> **What you are asked to do**
Copy the lines below verbatim, but only from the line containing "Find the sign reading cigars" through the end of the data.

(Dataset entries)
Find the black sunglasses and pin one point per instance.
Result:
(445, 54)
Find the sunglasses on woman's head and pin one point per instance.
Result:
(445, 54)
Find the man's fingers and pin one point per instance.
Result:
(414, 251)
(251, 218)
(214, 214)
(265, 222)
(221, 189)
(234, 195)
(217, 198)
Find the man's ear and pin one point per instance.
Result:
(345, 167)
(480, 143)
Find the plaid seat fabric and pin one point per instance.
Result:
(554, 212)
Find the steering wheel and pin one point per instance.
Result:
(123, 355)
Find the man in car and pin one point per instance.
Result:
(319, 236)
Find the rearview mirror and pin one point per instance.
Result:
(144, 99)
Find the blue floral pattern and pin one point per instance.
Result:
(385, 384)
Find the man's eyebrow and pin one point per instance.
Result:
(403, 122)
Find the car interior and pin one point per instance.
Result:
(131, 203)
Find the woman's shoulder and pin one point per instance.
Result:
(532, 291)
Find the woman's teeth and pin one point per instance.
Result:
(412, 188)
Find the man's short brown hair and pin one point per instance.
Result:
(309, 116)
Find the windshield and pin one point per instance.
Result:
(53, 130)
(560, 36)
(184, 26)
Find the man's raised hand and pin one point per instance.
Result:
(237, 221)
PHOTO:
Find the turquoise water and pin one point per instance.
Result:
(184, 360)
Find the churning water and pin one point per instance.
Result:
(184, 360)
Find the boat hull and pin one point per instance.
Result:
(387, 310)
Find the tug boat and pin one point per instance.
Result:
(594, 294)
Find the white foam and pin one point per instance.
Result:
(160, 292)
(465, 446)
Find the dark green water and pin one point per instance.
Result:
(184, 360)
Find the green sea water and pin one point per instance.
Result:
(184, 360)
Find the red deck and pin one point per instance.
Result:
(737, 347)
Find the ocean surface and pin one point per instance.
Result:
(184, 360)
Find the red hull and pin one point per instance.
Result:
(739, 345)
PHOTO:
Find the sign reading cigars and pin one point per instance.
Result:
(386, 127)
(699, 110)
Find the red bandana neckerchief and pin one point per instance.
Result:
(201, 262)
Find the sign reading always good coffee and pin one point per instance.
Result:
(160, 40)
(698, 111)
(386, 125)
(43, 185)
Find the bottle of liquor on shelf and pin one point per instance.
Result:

> **Answer section**
Find the sign reading cigars and pin one point per instance.
Result:
(386, 127)
(699, 110)
Find the red bandana neckerchief and pin one point per instance.
Result:
(201, 262)
Find the sign reading always good coffee and pin one point per instance.
Result:
(160, 40)
(698, 111)
(386, 125)
(43, 185)
Find the bottle of liquor on shelf and pin one point per instance.
Result:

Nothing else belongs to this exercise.